[Stored data entries]
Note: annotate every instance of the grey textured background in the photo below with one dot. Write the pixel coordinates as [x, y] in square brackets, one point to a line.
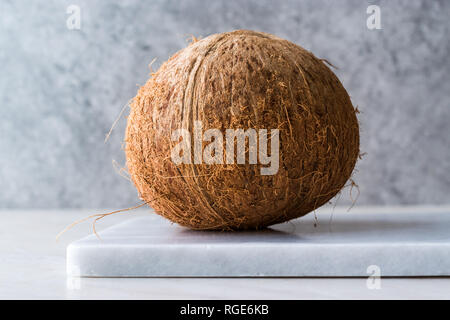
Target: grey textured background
[60, 90]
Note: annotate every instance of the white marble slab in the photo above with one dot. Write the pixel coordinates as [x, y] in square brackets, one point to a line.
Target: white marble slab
[397, 243]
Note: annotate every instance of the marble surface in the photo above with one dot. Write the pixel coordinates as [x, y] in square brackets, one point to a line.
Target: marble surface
[415, 243]
[61, 89]
[33, 266]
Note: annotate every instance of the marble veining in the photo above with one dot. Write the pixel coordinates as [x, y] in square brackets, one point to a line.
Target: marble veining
[344, 244]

TASK TO COMPLETE = The required output is every line of the entries, starting at the one that contains "Note: annotate every instance of the white" and ending at the last, copied exactly.

TASK RESPONSE =
Note: annotate every instance of the white marble slab in the photo above with one dot. Write the pixel coordinates as [x, y] in square brackets, one point to a line.
Target: white marble slab
[397, 243]
Note: annotate every instance of the marble surface in the photo above with one dot. Write the pixel coordinates as [x, y] in square brackets, one point to a line.
Target: marble surface
[415, 243]
[61, 89]
[33, 266]
Note: annotate every instance of the marble veining in the photo above with one dot. Write the pixel coordinates as [x, y] in square brackets, one point to a line.
Target: marble veining
[344, 244]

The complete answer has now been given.